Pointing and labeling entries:
#####

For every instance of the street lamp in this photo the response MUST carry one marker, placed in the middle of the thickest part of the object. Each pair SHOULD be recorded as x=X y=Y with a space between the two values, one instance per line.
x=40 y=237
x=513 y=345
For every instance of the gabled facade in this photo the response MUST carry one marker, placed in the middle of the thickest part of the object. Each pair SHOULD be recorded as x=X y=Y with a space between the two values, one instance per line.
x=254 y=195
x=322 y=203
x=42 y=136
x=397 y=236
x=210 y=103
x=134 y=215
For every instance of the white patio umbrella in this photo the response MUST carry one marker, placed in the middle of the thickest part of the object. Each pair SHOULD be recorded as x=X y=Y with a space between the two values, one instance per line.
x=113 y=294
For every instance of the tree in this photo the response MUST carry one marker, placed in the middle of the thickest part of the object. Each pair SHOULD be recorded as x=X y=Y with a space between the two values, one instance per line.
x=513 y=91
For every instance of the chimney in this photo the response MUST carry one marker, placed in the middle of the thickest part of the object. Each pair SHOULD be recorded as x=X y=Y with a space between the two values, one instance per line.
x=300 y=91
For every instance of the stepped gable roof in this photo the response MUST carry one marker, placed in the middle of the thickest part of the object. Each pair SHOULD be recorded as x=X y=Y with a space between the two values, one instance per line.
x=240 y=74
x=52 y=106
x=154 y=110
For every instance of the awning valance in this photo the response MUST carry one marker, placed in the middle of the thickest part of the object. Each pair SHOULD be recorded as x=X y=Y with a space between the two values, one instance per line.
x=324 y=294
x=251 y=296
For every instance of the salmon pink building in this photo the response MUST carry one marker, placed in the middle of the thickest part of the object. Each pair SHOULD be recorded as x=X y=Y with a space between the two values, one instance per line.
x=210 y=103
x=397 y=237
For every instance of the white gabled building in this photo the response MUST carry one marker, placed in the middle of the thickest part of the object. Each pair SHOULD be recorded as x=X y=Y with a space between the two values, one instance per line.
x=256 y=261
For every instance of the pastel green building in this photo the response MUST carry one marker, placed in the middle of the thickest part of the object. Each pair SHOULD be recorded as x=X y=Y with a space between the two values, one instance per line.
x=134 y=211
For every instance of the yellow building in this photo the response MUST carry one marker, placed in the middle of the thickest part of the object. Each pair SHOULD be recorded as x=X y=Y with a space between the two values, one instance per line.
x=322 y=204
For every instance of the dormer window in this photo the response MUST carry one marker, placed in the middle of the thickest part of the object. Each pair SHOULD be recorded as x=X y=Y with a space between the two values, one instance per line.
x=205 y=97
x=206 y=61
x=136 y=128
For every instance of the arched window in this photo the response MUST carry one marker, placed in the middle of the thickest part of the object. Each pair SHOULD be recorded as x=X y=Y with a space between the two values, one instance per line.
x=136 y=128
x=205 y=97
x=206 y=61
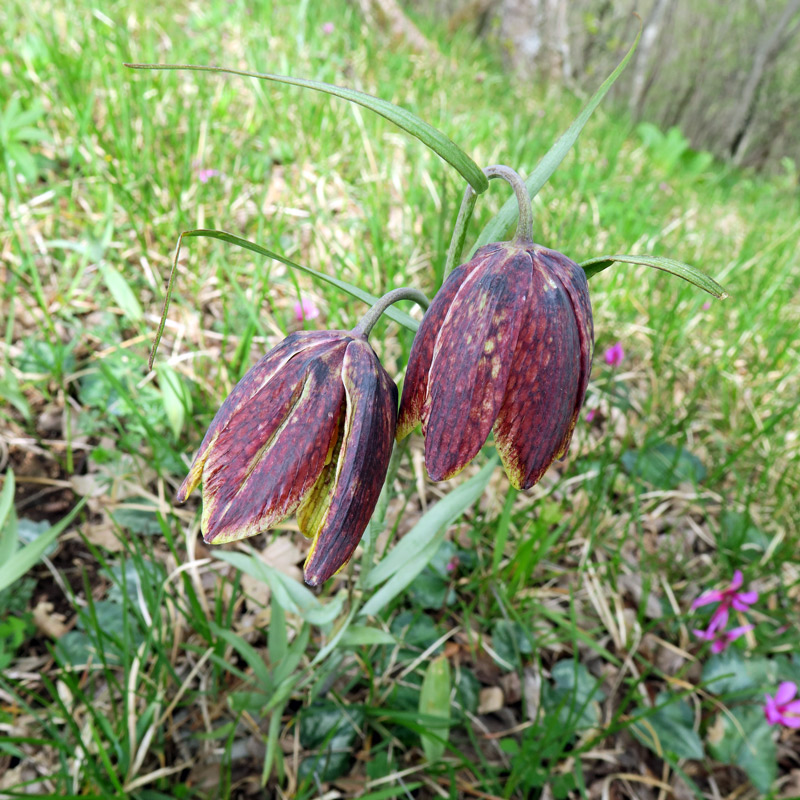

#####

*Set exercise*. Please rewrite the lines of the listing starting at the line containing "For every instance of the white gabled" and ending at the line containing "x=322 y=204", with "thickest" replaced by "widest" and nothing else changed.

*Output*.
For every instance of the white gabled building in this photo the response MUST carry one marker, placed in the middle of the widest part of the object. Each pair SHOULD be recorded as x=X y=Y with a space between the two values, one instance per line.
x=256 y=261
For every instance of the pastel green building in this photo the response MUST carry one marker, placed in the middle of the widest part of the object. Each pair SHOULD be recorded as x=X y=Y with a space between the two values, one instance per line.
x=134 y=211
For every instance of the yellow building in this photo the response MUST carry one marker, placed in the middle of the widest part of the object. Each pair SHOULD be recorded as x=X y=Y with a space between the two values, one instance per line.
x=322 y=204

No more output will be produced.